→ PROBLEMS TO SOLVE:
a. In the article about Rewi Alley, rename "New Zealander" to "Kiwi" and write out the passage starting at "Those worries started" and ending at "millions of Chinese.".
b. Write what comes next in the article about Rewi Alley, picking up after its final sentence.

→ TEXT SHOWN:
**********
Finding Rewi Alley: Following the footsteps of China's most loved Kiwi
As a foreigner living in China, it’s easy to start feeling like you’re just an irrelevant cog in a massive machine, and question whether you’ll ever truly be able to make an impact here.
Those worries started to creep up for me during my months working from home under COVID-19, so I decided to dive deep into the life of a fellow New Zealander who not only left a huge mark here, but is still remembered fondly by millions of Chinese.
His name is Rewi Alley, and he first stepped foot on China’s mainland at Shanghai’s Shiliupu, Dock 16, on April 21, 1927. He didn’t know a single person in China at the time, but would go on to spend the remaining 60 years of his life here, eventually counting some of the country’s greatest leaders among his friends and acquaintances.
What did Rewi do?
Rewi achieved a lot in his long life in China — definitely too much to detail in this column.
**********
Stored data
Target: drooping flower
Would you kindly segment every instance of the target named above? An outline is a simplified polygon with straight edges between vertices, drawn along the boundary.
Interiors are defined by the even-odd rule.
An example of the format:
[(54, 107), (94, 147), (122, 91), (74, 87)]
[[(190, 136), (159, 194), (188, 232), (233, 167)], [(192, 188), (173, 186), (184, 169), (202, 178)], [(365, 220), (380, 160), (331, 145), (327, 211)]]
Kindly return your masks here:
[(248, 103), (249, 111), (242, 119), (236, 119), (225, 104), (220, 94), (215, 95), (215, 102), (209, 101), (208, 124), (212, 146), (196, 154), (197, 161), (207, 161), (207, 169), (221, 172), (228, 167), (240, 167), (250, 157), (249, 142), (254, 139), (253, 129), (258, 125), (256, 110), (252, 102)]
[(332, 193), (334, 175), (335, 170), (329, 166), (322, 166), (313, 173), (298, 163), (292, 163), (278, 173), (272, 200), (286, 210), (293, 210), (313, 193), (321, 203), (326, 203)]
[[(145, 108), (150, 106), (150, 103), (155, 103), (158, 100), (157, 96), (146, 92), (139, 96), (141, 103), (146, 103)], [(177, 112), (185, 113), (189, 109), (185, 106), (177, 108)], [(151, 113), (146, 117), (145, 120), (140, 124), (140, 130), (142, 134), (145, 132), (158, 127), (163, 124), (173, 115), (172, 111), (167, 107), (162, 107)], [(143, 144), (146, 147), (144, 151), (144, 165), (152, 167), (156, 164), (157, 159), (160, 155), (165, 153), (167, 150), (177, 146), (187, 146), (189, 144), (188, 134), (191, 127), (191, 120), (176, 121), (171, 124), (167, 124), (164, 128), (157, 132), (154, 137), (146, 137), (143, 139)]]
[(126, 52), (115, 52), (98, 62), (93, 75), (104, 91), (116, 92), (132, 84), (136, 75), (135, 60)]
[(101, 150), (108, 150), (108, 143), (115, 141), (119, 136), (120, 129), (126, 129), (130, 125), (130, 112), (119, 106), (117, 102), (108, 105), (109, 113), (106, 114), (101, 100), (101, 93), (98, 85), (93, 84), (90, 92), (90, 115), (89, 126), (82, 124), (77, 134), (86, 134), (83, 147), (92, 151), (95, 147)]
**********
→ EXPECTED RESULTS:
a.
Those worries started to creep up for me during my months working from home under COVID-19, so I decided to dive deep into the life of a fellow Kiwi who not only left a huge mark here, but is still remembered fondly by millions of Chinese.

b.
Dave Bromwich is president of the New Zealand-China Friendship Society, which Rewi himself had a hand in setting up way back in 1952. “I always consider Rewi has three, distinct legacies that are quite significant,” he tells me over a shaky Zoom connection. “Establishing the Bailie education philosophy and schools, establishing the cooperative movement, expressed today as Gong He, and encouraging international peace and mutual understanding between peoples of China and people of foreign countries.”
Rewi’s cousin, award-winning novelist Elspeth Sandys, explained who he was in simpler terms. “(He was) a great humanitarian, I would say — a man with almost no personal needs or feelings that he was owed anything.”
After he arrived in Shanghai, Rewi secured a job within days as a sub-officer at what is now the Hongkou Fire Station. Soon he was promoted to the role of chief factory inspector, where he was charged with ensuring the city’s factories were up to standard. It was in that role that he began to see suffering daily.
“… he witnessed and saw a lot of atrocious working conditions,” Dave explains. “Children locked in factories working 12 hours a day, appalling conditions, no escape if there was a fire.”
So Rewi did his best to enact change. “When he was a factory inspector he really started to put the boot in,” Elspeth remembers. “He would talk to factory owners and tell them they were murderers and they were child killers — you know, he didn’t mince words.”
Rewi was able to secure some changes, including better quality food for child workers, improved safety conditions, and access to medicine.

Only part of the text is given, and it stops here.